◆ **Task statement**: Print all of the data exactly, with no line missing.

(Dataset items)
● ● ● ●

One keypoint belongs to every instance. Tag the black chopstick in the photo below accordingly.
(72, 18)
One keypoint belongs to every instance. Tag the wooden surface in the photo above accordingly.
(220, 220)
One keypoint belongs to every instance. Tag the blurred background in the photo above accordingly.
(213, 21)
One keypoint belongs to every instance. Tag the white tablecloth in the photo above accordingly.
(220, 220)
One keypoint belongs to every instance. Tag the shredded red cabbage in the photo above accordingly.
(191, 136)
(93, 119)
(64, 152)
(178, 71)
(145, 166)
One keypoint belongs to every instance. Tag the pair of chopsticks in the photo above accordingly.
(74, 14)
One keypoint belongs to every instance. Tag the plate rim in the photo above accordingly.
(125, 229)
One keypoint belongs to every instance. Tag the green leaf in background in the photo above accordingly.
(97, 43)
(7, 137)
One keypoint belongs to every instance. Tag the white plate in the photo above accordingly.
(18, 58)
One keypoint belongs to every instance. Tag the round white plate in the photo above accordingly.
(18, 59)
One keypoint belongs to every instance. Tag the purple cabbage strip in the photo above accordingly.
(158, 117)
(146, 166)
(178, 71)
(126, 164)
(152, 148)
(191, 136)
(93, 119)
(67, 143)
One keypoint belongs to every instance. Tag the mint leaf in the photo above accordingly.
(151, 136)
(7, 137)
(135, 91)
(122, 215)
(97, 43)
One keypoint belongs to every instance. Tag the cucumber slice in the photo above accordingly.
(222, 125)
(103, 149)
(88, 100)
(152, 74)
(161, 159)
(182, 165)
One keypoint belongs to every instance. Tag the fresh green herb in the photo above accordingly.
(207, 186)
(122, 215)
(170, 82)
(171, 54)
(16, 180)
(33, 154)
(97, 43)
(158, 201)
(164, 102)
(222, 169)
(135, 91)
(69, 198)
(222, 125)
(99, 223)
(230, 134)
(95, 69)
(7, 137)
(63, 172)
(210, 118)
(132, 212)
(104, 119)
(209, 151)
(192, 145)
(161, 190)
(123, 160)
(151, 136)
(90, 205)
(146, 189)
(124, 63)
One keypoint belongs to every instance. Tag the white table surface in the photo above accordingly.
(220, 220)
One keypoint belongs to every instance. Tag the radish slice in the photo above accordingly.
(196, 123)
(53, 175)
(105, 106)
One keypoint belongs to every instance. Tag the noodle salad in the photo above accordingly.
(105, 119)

● ● ● ●

◆ **Answer below**:
One keypoint belongs to every instance. Tag the black chopstick in the photo below accordingly.
(72, 18)
One keypoint belongs to every instance. Tag the wooden surface in the photo above accordingly.
(220, 220)
One keypoint belongs to every instance. Tag the blurred background in the photo above accordingly.
(213, 21)
One keypoint belongs to every instance. Tag the white tablecloth in the photo above accordingly.
(220, 220)
One keypoint belongs to every instance. Tag the shredded red cabbage in the photo above accordingly.
(191, 136)
(93, 119)
(64, 152)
(178, 71)
(145, 166)
One keypoint belongs to every instance. Tag the pair of chopsticks in the photo above accordingly.
(74, 14)
One keypoint belongs to every instance. Tag the plate rim in the photo above accordingly.
(125, 229)
One keypoint belongs to every instance. Tag the green leaf in background in the photo above accordingly.
(97, 43)
(7, 137)
One keypoint belongs to every instance. Tag the white plate in the photo above accordingly.
(18, 58)
One keypoint belongs to every instance. Tag the round white plate in the photo above accordingly.
(18, 59)
One keypoint belongs to every instance. Tag the purple cabbage strip in the photo above accordingly.
(158, 117)
(146, 166)
(178, 71)
(126, 164)
(152, 148)
(191, 136)
(93, 119)
(67, 143)
One keypoint belongs to every instance. Tag the mint leaf in the photo above accordingly.
(151, 136)
(7, 137)
(135, 91)
(122, 215)
(97, 43)
One keypoint belongs to every instance. Tag the cucumber slice in the photo above accordingly.
(222, 125)
(103, 149)
(88, 100)
(152, 74)
(161, 159)
(182, 165)
One keypoint belongs to every instance. Tag the fresh green herb in the photo above accordingly.
(207, 186)
(122, 215)
(170, 82)
(171, 54)
(16, 180)
(33, 154)
(97, 43)
(158, 201)
(164, 102)
(222, 169)
(135, 91)
(69, 198)
(222, 125)
(99, 223)
(230, 134)
(95, 69)
(7, 137)
(63, 172)
(210, 118)
(132, 212)
(104, 119)
(209, 151)
(192, 145)
(161, 190)
(123, 160)
(151, 136)
(90, 205)
(146, 189)
(124, 63)
One keypoint belongs to every instance. Tag the white table surface in the photo above accordingly.
(220, 220)
One keypoint belongs to every instance. Tag the radish slice in the photo above accordingly.
(196, 123)
(53, 175)
(105, 106)
One keypoint belongs to every instance. Tag the noodle salad in the photo above accordingly.
(105, 119)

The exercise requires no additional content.